- [Aim]:
Lay out every nonblank line of the material below as a Markdown table with the columns Row and Line. Number the rows in order.
+++ The data
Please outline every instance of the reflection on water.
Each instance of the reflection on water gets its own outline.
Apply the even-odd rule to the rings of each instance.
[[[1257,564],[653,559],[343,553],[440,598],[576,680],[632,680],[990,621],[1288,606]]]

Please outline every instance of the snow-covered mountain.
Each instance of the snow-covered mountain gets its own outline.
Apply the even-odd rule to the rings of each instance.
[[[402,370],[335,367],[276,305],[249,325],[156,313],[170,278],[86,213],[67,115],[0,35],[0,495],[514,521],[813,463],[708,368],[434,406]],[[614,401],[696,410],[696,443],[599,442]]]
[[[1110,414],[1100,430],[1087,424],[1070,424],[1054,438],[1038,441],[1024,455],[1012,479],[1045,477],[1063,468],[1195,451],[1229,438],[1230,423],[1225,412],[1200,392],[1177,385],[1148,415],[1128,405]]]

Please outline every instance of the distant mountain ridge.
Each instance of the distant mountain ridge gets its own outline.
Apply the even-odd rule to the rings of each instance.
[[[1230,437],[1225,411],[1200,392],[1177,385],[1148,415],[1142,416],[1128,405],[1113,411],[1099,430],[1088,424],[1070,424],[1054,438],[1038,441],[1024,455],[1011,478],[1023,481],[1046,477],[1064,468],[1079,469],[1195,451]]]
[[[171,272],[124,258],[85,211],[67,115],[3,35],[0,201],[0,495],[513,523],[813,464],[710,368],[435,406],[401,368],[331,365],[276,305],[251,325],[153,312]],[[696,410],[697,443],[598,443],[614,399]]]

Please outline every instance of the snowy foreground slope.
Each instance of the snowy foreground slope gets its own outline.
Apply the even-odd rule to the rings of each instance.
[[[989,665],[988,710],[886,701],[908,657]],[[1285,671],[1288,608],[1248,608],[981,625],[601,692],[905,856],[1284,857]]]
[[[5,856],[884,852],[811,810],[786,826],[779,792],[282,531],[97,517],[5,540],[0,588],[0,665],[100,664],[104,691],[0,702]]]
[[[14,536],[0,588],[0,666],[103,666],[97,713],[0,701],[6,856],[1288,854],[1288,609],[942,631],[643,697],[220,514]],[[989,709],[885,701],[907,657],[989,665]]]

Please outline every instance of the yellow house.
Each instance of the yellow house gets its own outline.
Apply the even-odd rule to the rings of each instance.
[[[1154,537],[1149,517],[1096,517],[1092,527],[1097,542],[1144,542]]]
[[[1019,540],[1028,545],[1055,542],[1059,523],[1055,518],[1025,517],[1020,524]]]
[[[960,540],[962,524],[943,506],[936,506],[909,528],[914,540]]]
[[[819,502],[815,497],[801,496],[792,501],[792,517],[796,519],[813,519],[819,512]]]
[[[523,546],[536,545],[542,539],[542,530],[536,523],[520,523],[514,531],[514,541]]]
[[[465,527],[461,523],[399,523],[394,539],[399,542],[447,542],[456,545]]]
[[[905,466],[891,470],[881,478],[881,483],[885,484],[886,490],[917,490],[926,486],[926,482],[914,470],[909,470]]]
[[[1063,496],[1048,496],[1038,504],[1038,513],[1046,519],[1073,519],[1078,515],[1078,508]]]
++++++
- [Output below]:
| Row | Line |
|---|---|
| 1 | Please outline every instance of the reflection on water. |
| 2 | Each instance of the reflection on water gets its own outline. |
| 3 | Apply the even-odd rule to the rings of each instance. |
| 4 | [[[1257,564],[653,559],[343,553],[440,598],[576,680],[632,680],[990,621],[1288,606]]] |
| 5 | Please outline every instance of the snow-covered mountain. |
| 6 | Each instance of the snow-covered mountain gets its own outline. |
| 7 | Apply the even-odd rule to the rings of each instance. |
| 8 | [[[402,370],[335,367],[276,305],[249,325],[156,313],[170,278],[86,213],[67,115],[0,35],[0,495],[514,521],[813,463],[708,368],[434,406]],[[614,401],[696,410],[696,443],[599,442]]] |
| 9 | [[[1110,414],[1100,430],[1087,424],[1070,424],[1054,438],[1038,441],[1024,455],[1012,479],[1045,477],[1063,468],[1195,451],[1229,438],[1230,423],[1225,412],[1200,392],[1177,385],[1148,415],[1128,405]]] |
| 10 | Please outline every instance of the distant mountain ridge. |
| 11 | Each instance of the distant mountain ridge gets its own outline. |
| 12 | Apply the even-odd rule to the rings of each instance. |
| 13 | [[[1230,437],[1225,411],[1200,392],[1177,385],[1148,415],[1142,416],[1128,405],[1113,411],[1099,430],[1088,424],[1070,424],[1054,438],[1038,441],[1024,455],[1011,478],[1023,481],[1046,477],[1064,468],[1079,469],[1195,451]]] |
| 14 | [[[171,272],[124,258],[85,211],[67,115],[3,35],[0,201],[0,495],[513,523],[813,464],[710,368],[435,406],[401,368],[331,365],[276,305],[251,325],[153,312]],[[696,410],[697,443],[598,443],[614,399]]] |
| 15 | Please outline every instance of the snowy foreground slope. |
| 16 | Each instance of the snowy foreground slope gets its own outline. |
| 17 | Apply the even-odd rule to the rings of each instance. |
| 18 | [[[989,665],[988,710],[886,701],[908,657]],[[1285,671],[1288,608],[1248,608],[981,625],[601,692],[905,856],[1284,857]]] |
| 19 | [[[5,856],[884,852],[811,810],[786,826],[779,792],[282,531],[97,517],[5,540],[0,588],[0,665],[100,664],[104,691],[0,702]]] |
| 20 | [[[14,536],[0,588],[0,666],[103,666],[97,713],[0,701],[6,856],[1288,854],[1288,609],[942,631],[643,697],[220,514]],[[989,709],[885,701],[907,657],[989,665]]] |
| 21 | Please outline every instance of the yellow house. |
| 22 | Each instance of the yellow house gets its own outline. |
| 23 | Apply the even-odd rule to the rings of each instance. |
| 24 | [[[1154,537],[1149,517],[1096,517],[1092,527],[1097,542],[1144,542]]] |
| 25 | [[[1019,540],[1028,545],[1055,542],[1059,523],[1055,518],[1025,517],[1020,524]]] |
| 26 | [[[960,540],[962,524],[943,506],[936,506],[909,528],[914,540]]] |
| 27 | [[[819,502],[815,497],[801,496],[792,501],[792,517],[796,519],[813,519],[819,512]]] |
| 28 | [[[523,546],[536,545],[542,539],[542,530],[536,523],[520,523],[514,531],[514,541]]] |
| 29 | [[[465,527],[461,523],[399,523],[394,539],[399,542],[447,542],[456,545]]] |
| 30 | [[[905,466],[891,470],[881,478],[881,483],[885,484],[886,490],[917,490],[926,486],[926,482],[914,470],[909,470]]] |
| 31 | [[[1063,496],[1048,496],[1038,504],[1038,513],[1046,519],[1073,519],[1078,515],[1078,508]]] |